### [DOCUMENT SECTION]

Xilinx 7 Series FPGA Deep Dive

Introduction

One of the biggest challenges new research students faced is actually understanding what is in a real FPGA. Prof. Goeders gave a talk earlier this week where he went through the features of typical FPGAs, similar to the 220 textbook’s treatment. He covered LUTs, flip flops, routing, wiring channels, etc. But, he did it in the context of generic FPGA technology.

In this self-paced activity the purpose is for you to look deeply “under the hood” to see what is in a real FPGA, specific a series 7 Artix part from Xilinx.

The major concepts you are to become familiar with include the following:

  • How the FPGA contains a 2D array of tiles and what the major groups of tiles are (logic interconnect, memory, arithmetic, I/O, clocking, …).
  • How each tile contains one or more sites and what typical sites are (slices, memories, …).
  • That tiles have wires and PIPs which connect the wires.
  • That sites have pins where signals go into and out of the sites.
  • That sites contain BELs such as LUTs, flip flops, and routing MUXes.
  • That LUTs contain configurable properties such as configuration strings, that flip flops have configurable properties to make them rising-edge vs. falling-edge triggered, etc.

In addition, you will become familiar with the extensive documentation Xilinx has provided on how to take advantage of the many special-purpose functions built into FPGAs such as dense memories, arithmetic units, different I/O capabilities, clock generation and management modules, etc.

The hope is that you will have 10x the understanding of what is in an FPGA than you previously had, and you will be more able to use those features to your advantage when you do design.

Lecture Video

On June 6, 2022 Professor Nelson gave a deep dive about Xilinx 7 Series FPGAs. The video is embedded below.

CLB’s and Slices

A CLB (configurable logic block) tile is where general logic is found in an FPGA. A CLB contains two slices. Each slice contains LUTs, flip flops, arithmetic logic, and routing.

  • To learn about these, search the web and find a version of the “7 Series FPGAs Configurable Logic Block User Guide”. Find this version: “UG474 (v1.8) September 27, 2016” if you can.
  • Work your way through skimming it. Pay particular attention to Fig 1-1 and then Fig 2-4. Fig 2-4 shows what is inside a SLICEL, the most commonly encountered way of forming logic. Using the rest of the document to help you, figure out where the LUTs are and where the flip flops are. You should be able to find 4 LUTs and 8 flip flops in the SLICEL drawing.
  • There are two kinds of MUXes drawn in this figure. One kind has select lines drawn in and are normal MUXes like you have always used. Others have no select lines drawn and therefore no signal which selects among their inputs. How do you think those MUXes are told which input to select? HINT: it is done at configuration time.
  • The LUTs have two outputs (O6 and O5) - you may ignore the O5 output for now and just assume they are 6-input LUTS with their output on O6.

Object point labels
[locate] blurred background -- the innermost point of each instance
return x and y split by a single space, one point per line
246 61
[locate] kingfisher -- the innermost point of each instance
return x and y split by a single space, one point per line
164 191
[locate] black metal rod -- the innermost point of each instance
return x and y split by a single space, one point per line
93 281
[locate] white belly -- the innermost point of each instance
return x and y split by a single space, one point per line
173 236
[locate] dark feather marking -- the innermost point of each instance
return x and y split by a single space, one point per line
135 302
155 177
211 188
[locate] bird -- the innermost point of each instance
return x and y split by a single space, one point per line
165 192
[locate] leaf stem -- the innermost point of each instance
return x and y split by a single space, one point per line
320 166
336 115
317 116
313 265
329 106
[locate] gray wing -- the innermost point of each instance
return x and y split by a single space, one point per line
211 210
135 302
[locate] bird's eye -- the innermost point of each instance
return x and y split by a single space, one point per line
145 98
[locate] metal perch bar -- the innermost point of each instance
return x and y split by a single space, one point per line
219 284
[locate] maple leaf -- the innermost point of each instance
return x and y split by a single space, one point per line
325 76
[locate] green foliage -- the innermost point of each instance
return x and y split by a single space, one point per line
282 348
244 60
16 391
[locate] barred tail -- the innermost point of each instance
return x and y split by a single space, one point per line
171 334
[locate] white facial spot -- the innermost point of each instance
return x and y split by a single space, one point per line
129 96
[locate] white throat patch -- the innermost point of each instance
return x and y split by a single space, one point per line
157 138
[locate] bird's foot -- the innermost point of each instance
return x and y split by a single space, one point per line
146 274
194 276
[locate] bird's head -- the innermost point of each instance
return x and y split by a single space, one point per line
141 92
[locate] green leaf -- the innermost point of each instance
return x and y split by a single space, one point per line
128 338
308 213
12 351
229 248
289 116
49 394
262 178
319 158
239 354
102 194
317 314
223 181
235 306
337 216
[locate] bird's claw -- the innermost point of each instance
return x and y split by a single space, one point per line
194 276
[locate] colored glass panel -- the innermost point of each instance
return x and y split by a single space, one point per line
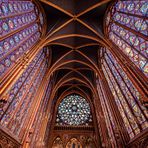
74 110
127 28
126 96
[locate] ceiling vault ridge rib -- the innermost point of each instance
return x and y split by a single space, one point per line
57 7
92 7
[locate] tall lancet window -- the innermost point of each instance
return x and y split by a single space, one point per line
20 28
126 26
125 94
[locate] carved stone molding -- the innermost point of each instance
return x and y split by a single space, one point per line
6 141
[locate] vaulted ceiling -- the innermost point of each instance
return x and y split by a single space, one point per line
74 35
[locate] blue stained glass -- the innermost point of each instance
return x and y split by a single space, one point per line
130 37
74 110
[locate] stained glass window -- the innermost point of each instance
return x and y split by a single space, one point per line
126 25
74 110
125 94
107 113
58 143
21 95
20 29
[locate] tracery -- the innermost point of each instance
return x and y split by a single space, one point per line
126 25
74 110
125 94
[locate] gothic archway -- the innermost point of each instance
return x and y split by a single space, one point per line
73 143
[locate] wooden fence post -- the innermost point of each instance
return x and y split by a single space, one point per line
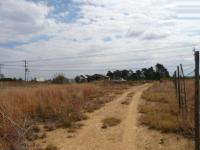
197 131
175 82
184 90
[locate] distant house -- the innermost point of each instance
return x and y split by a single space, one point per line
40 79
96 77
2 76
83 78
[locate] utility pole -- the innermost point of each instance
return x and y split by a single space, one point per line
197 115
25 69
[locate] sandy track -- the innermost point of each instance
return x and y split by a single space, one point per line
125 136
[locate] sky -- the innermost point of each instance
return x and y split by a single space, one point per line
76 37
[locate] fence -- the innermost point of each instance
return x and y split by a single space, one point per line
180 89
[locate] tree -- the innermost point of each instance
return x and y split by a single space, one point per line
77 79
110 74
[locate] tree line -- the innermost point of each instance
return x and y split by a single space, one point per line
152 73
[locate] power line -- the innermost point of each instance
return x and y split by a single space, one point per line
101 54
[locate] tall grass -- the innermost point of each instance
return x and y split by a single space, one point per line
160 109
24 106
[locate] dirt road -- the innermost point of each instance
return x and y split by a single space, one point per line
125 136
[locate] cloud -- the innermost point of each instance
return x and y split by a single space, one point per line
155 35
22 19
98 26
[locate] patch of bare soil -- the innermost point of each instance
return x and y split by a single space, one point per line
127 135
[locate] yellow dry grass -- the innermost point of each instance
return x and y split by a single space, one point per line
28 104
159 109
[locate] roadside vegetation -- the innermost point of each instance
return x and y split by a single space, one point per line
24 108
159 109
110 122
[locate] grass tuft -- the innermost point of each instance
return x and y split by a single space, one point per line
110 122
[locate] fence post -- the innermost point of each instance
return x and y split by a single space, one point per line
197 131
184 90
175 83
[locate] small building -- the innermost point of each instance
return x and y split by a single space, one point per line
83 78
96 77
40 79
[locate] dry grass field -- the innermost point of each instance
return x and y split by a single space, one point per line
24 106
159 109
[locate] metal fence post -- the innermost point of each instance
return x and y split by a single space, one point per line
197 137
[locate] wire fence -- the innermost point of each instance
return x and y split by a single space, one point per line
179 79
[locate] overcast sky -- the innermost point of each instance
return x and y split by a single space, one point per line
92 36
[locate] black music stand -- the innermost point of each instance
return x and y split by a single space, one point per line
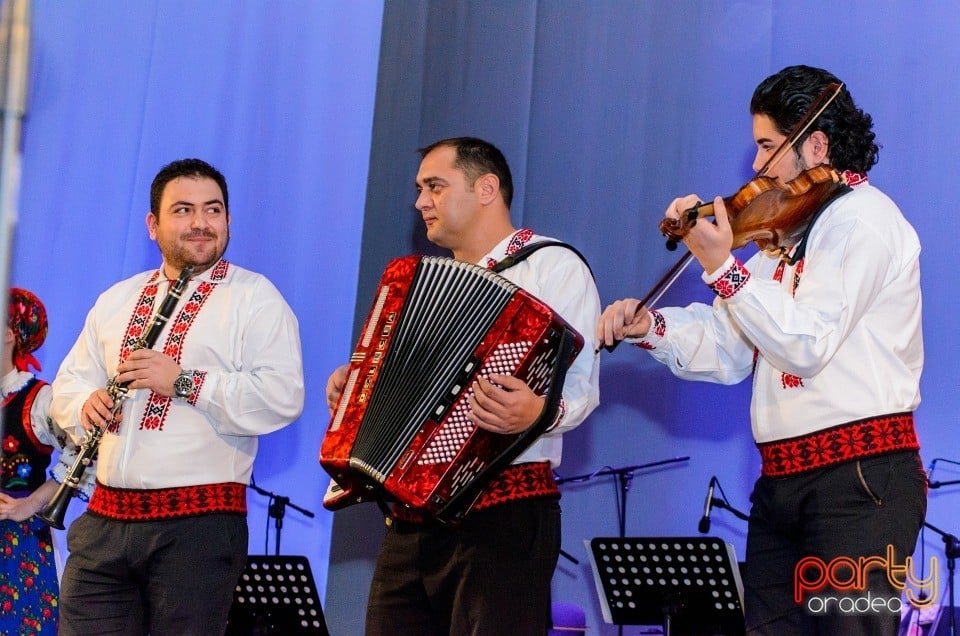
276 596
688 585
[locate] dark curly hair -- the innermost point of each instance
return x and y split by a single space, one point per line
785 97
475 158
194 168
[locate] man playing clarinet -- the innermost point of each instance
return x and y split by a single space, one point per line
164 539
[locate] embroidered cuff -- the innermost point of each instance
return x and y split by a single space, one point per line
198 379
728 279
561 411
658 329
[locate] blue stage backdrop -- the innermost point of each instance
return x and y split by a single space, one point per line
279 96
606 109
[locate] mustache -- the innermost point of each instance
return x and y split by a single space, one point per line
199 234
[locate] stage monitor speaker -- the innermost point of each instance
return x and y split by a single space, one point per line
687 585
276 596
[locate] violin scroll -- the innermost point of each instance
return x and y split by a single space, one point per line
765 212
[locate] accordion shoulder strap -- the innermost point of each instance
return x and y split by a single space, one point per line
528 249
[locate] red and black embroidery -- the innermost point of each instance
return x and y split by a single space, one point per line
155 411
518 240
516 482
853 179
731 280
855 440
168 503
158 405
519 481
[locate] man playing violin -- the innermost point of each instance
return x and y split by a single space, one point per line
830 329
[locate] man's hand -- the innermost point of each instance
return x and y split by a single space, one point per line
623 319
511 407
710 243
149 369
97 410
335 386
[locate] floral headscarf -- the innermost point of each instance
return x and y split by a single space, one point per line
27 316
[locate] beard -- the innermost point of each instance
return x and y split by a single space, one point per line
179 254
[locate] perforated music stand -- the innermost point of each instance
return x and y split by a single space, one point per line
687 585
276 596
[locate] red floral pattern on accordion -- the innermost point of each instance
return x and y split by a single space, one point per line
168 503
846 442
514 483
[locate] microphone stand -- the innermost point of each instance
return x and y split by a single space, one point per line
952 551
276 510
938 484
722 503
624 477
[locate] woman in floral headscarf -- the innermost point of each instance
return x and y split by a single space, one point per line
28 437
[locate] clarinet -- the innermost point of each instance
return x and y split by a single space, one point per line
56 509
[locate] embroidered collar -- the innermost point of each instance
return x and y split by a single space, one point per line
508 246
213 274
853 179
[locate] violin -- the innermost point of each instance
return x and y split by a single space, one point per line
764 211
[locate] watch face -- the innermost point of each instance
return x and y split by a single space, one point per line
183 385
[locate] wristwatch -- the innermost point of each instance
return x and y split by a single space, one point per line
183 385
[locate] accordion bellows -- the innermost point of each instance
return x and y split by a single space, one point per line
400 431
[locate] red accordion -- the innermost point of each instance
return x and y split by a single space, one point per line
400 430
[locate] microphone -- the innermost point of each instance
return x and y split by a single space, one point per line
704 525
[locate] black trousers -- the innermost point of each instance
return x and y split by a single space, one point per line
851 510
489 576
163 578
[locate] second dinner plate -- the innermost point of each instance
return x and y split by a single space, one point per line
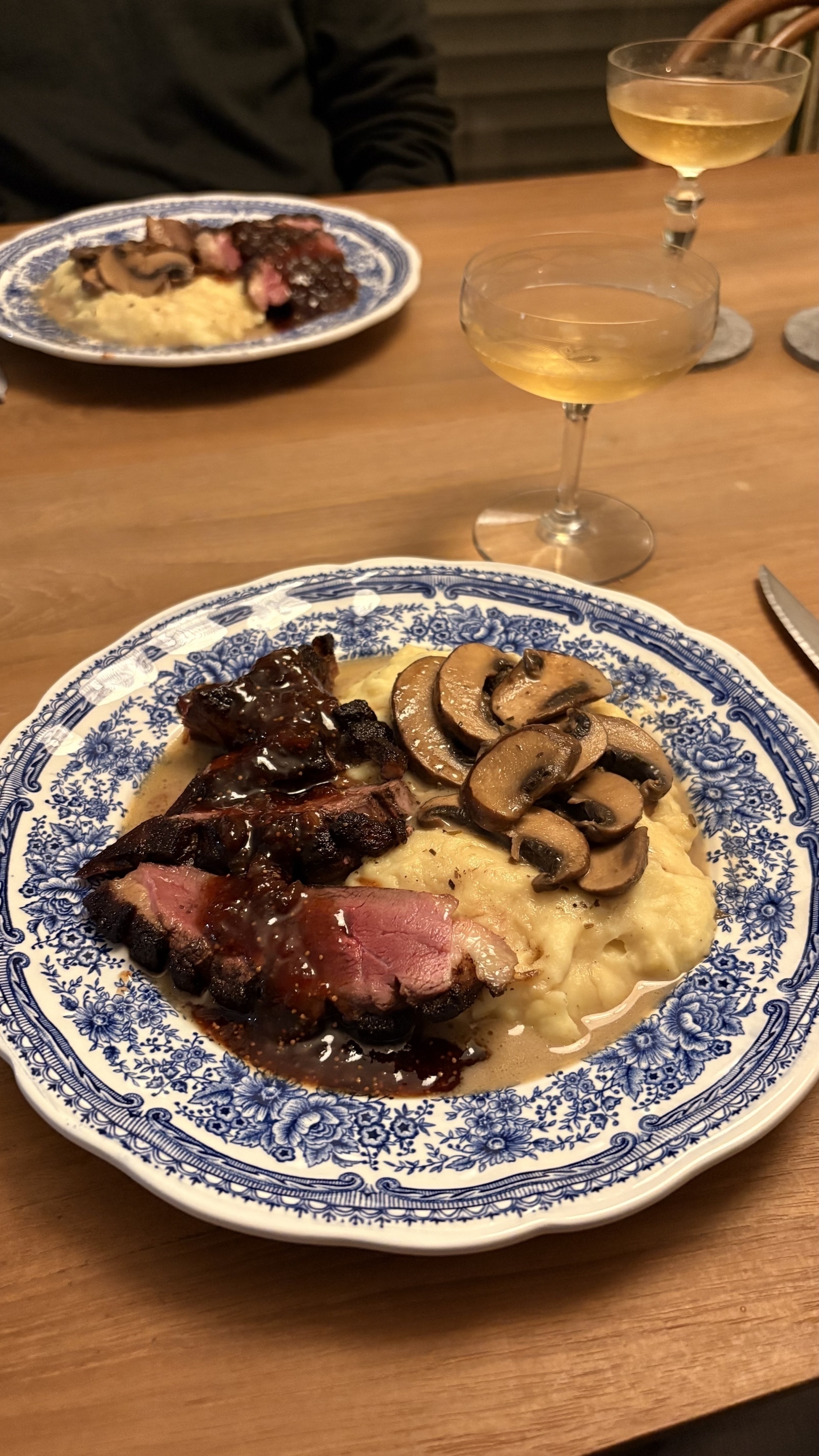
111 1063
387 266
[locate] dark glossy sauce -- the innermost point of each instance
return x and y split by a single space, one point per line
334 1061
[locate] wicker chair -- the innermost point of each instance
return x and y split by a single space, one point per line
732 18
737 15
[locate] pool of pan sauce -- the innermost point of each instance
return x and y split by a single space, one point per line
515 1055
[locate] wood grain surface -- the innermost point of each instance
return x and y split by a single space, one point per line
127 1327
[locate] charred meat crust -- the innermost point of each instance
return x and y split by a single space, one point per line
261 947
321 836
285 726
290 686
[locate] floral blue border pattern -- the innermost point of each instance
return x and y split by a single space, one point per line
111 1047
378 260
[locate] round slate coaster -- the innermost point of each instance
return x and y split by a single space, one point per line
800 337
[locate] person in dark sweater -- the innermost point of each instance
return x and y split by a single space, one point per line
111 100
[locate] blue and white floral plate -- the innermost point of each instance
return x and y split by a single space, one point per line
388 270
113 1065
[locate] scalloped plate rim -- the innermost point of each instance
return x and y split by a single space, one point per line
745 1127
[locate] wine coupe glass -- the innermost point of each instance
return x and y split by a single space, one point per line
582 318
700 104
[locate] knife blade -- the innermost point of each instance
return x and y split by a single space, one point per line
795 618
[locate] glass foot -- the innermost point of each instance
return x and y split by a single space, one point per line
733 339
608 541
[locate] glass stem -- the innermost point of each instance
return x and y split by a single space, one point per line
682 204
572 455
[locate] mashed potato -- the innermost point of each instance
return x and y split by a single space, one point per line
577 957
207 311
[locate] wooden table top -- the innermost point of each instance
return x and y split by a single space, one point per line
130 1327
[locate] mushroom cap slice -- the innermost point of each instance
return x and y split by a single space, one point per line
553 845
633 753
168 264
604 806
462 701
618 867
442 810
171 233
516 771
544 685
419 730
114 271
591 734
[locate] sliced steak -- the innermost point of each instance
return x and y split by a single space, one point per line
289 686
375 960
285 703
315 836
295 761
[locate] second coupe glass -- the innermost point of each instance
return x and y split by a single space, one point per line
582 319
700 104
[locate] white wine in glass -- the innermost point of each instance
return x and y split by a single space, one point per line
583 319
702 104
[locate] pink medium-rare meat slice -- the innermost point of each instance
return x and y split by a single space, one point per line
315 836
387 945
372 959
216 253
266 286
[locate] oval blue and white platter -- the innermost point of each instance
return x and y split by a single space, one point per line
387 266
110 1062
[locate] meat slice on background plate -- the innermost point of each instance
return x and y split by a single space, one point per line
320 835
374 960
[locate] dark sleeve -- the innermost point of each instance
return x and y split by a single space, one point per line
374 75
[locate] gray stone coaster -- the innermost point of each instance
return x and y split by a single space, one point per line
733 339
800 337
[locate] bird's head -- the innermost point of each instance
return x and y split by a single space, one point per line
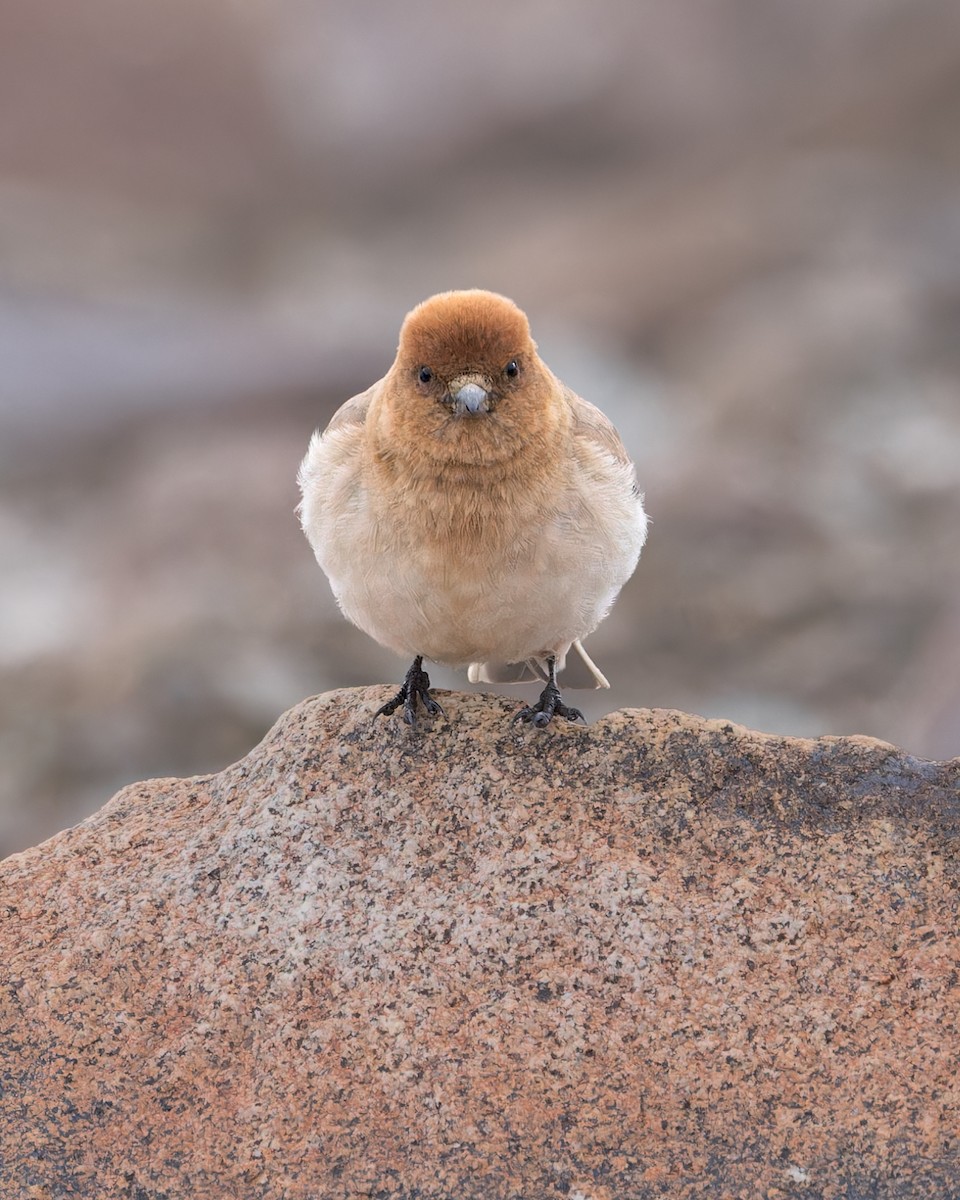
467 385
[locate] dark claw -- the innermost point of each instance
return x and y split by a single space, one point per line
415 688
549 706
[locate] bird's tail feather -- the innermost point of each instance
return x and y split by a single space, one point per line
580 671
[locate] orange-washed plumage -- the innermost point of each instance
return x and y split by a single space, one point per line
471 509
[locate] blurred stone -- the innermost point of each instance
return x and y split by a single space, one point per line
660 955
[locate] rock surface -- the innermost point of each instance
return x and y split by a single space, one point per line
659 957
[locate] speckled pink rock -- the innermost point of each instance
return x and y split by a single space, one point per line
659 957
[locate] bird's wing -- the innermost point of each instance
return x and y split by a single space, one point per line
595 427
354 411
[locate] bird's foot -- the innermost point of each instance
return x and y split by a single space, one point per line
549 706
415 688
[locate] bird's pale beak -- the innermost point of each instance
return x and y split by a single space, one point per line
471 399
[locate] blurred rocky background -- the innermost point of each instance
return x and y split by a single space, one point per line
733 226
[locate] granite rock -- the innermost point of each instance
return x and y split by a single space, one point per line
658 957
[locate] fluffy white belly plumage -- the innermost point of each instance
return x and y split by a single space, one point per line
507 583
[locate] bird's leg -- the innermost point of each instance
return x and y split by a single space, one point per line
415 687
550 705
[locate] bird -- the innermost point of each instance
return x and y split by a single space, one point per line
472 510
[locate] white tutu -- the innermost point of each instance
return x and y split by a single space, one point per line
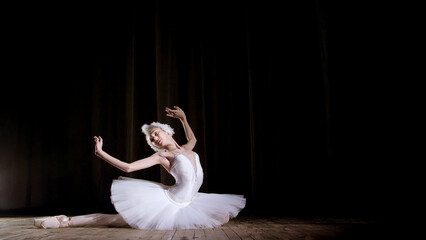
150 205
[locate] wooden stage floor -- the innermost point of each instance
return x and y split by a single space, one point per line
243 227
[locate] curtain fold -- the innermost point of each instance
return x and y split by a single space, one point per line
250 77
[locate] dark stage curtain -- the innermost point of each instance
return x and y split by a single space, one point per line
260 82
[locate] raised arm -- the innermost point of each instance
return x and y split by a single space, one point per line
177 112
129 167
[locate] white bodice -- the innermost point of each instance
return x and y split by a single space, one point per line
188 179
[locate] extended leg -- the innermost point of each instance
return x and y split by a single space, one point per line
97 220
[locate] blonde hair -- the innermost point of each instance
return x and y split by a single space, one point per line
146 129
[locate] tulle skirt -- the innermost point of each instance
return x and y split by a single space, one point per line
146 205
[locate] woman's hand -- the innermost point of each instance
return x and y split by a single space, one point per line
99 142
176 113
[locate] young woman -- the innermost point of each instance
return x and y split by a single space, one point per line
149 205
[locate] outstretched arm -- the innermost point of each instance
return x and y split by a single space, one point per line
177 112
128 167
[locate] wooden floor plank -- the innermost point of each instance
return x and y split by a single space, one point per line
242 228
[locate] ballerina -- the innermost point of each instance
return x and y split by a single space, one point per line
149 205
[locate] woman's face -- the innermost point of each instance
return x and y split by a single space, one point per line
159 137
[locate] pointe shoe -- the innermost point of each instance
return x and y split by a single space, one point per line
59 221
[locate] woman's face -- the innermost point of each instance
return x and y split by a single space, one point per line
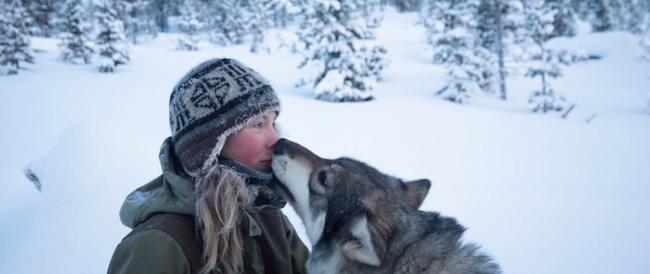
253 145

### [WRITTEN TASKS]
**1)** Summarize the FPGA deep-dive page in two sentences.
**2)** According to the FPGA deep-dive page, what does each slice contain? List every item.
**3)** Proceed with the FPGA deep-dive page, starting right after its final sentence.
These records have no connection to the FPGA deep-dive page.

### [THE REPLIES]
**1)** The page introduces a self-paced activity for looking inside a real Xilinx 7 Series Artix FPGA, covering tiles, sites, wires and PIPs, site pins, BELs, and configurable properties, along with Xilinx documentation on special-purpose functions. It then explains that a CLB tile holds two slices containing LUTs, flip flops, arithmetic logic, and routing, and walks the reader through the UG474 user guide to find the 4 LUTs and 8 flip flops in the SLICEL figure.

**2)**
- LUTs
- flip flops
- arithmetic logic
- routing

**3)**
  • Look at the four flip flops down the right side and how they share some key control signals (CK, CE, SR). How do you make them rising edge triggered vs. falling edge triggered? Hint: follow the clock line to the left and look for a funny 2:1 MUX - what is it doing. Note, it is one of those MUXes without a select line - how does the MUX know which of its 2 inputs to select and how does that change the flip flops from rising to falling edge triggered?
  • Note at the bottom there is a CIN signal coming in and a COUT going out the top. These are the carry-in and carry-out signals if this SLICE is configured as a 4-bit adder or counter. The circuitry consisting of MUXes and XOR gates between these two signals is called the CARRY4 or CY4 block. Look elsewhere in the document and learn how this carry logic block works.
  • Print out a few copies of Fig 2-4. On one, draw in how you would create a 6-input logic function and nothing else in the SLICE. Where would the inputs come in? Where would the output come out of the slice? What routing MUXes (if any) would have to be configured to get the output routed from the output of the LUT to a slice output pin?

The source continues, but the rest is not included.